Nei secoli lontani era chiamato il Monte delle Vedette, proprio per merito di quell’antichissima torre di guardia che sin dal Medioevo doveva essere posizionata nel punto più alto della collina, in quel tratto in cui oggi si erge dominante il suggestivo santuario dedicato alla Beata Vergine del Carmelo. Nel tempo, il nome originario è stato storpiato e cambiato, complici i latinismi ed il dialetto, giungendo a noi come” Montevecchia”. Centottanta gradini più in basso rispetto al santuario della Madonna del Carmelo, si adagia ormai da tre secoli, tra terrazzamenti e pianori, una gentile dimora settecentesca, di foggia barocchetta: Villa Agnesi Albertoni.

L’elegante dimora è una di quelle storiche abitazioni che ho visitato e rivisitato, e che rivedrei con occhi sempre curiosi altre mille volte. L’ho conosciuta sotto una pioggia incessante, ma poi l’ho incontrata ancora ed ancora, baciata dal sole, avvolta dalle nuvole leggere e persino protetta da una quieta nebbiolina invernale, che la rende unica come un bocciolo di rosa preservato, al sicuro, sotto un velo di ghiaccio, d’inverno. È un piccolo scrigno prezioso, un luogo raccolto, curato ed ospitale, uno di quegli angoli della Brianza dove rifugiarsi per un momento di romantica quiete, una cena elegante o per il nobile momento del tè inglese. Giardini sempre in fiore, panorami dove lo sguardo si perde insieme al cuore e padroni di casa sempre cordialmente ospitali. Non si può tralasciare quel mormorio curioso di chi pettegola, passeggiando nei dintorni, e neppure l’assordante quiete. All’interno di eleganti salotti dove d’inverno le antiche stufe a legna generano un tepore che coccola come un affettuoso abbraccio. E ancora, sale affrescate con pregevoli dipinti settecenteschi raffiguranti severi dèi dell’Olimpo che quasi ammoniscono gli ospiti della villa, instaurando con loro un intimo dialogo.

▶ [MATERIALE FORNITO]:
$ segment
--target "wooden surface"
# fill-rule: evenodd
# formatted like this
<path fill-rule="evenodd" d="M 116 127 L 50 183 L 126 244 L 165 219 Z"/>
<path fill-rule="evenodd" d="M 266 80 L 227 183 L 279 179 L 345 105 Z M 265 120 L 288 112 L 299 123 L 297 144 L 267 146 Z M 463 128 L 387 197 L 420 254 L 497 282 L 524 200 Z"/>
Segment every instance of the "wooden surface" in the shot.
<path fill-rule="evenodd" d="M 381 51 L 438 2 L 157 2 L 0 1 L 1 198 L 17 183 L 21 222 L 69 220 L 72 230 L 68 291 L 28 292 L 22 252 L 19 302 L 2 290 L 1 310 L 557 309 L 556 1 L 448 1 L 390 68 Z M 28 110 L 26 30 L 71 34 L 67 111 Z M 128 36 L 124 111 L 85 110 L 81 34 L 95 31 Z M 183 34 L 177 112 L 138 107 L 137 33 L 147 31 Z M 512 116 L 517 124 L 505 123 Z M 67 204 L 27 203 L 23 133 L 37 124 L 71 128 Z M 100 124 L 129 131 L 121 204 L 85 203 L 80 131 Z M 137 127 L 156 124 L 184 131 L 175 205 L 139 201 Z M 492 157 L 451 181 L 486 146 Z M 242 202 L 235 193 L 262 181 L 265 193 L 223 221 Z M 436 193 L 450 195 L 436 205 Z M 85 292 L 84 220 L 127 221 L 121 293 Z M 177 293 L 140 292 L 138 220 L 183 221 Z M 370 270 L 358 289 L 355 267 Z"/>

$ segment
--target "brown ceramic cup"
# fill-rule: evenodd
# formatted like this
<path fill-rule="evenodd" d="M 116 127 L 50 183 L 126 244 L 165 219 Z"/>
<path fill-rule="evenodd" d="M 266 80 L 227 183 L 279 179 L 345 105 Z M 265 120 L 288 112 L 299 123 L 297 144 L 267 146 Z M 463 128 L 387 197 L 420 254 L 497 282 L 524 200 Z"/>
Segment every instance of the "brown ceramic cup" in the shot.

▶ [COMPITI]:
(1) Indica se le affermazioni (a), (b) e (c) concordano con il brano su Villa Agnesi Albertoni. Per ciascuna rispondi sì o no e cita le parole decisive del brano.
(a) Il santuario della Beata Vergine del Carmelo sorge nel punto più alto della collina.
(b) La villa si trova duecento gradini più in basso rispetto al santuario.
(c) Nelle sale affrescate si trovano dipinti ottocenteschi.
(2) Trascrivi di nuovo, senza alcuna modifica, il brano su Villa Agnesi Albertoni, da "Nei secoli lontani" fino a "Villa Agnesi Albertoni.".
(3) Rispondi in breve a queste domande sul brano su Villa Agnesi Albertoni.
(a) Con quale nome era chiamata la collina nei secoli lontani?
(b) Di che foggia è la dimora settecentesca?
(c) Che cosa genera tepore d'inverno all'interno dei salotti?

▶ [SOLUZIONI DEGLI ESERCIZI]:
(1)
(a) Sì: «nel punto più alto della collina, in quel tratto in cui oggi si erge dominante il suggestivo santuario dedicato alla Beata Vergine del Carmelo».
(b) No: «Centottanta gradini più in basso rispetto al santuario della Madonna del Carmelo».
(c) No: «sale affrescate con pregevoli dipinti settecenteschi».

(2)
Nei secoli lontani era chiamato il Monte delle Vedette, proprio per merito di quell’antichissima torre di guardia che sin dal Medioevo doveva essere posizionata nel punto più alto della collina, in quel tratto in cui oggi si erge dominante il suggestivo santuario dedicato alla Beata Vergine del Carmelo. Nel tempo, il nome originario è stato storpiato e cambiato, complici i latinismi ed il dialetto, giungendo a noi come” Montevecchia”. Centottanta gradini più in basso rispetto al santuario della Madonna del Carmelo, si adagia ormai da tre secoli, tra terrazzamenti e pianori, una gentile dimora settecentesca, di foggia barocchetta: Villa Agnesi Albertoni.

(3)
(a) Il Monte delle Vedette.
(b) Di foggia barocchetta.
(c) Le antiche stufe a legna.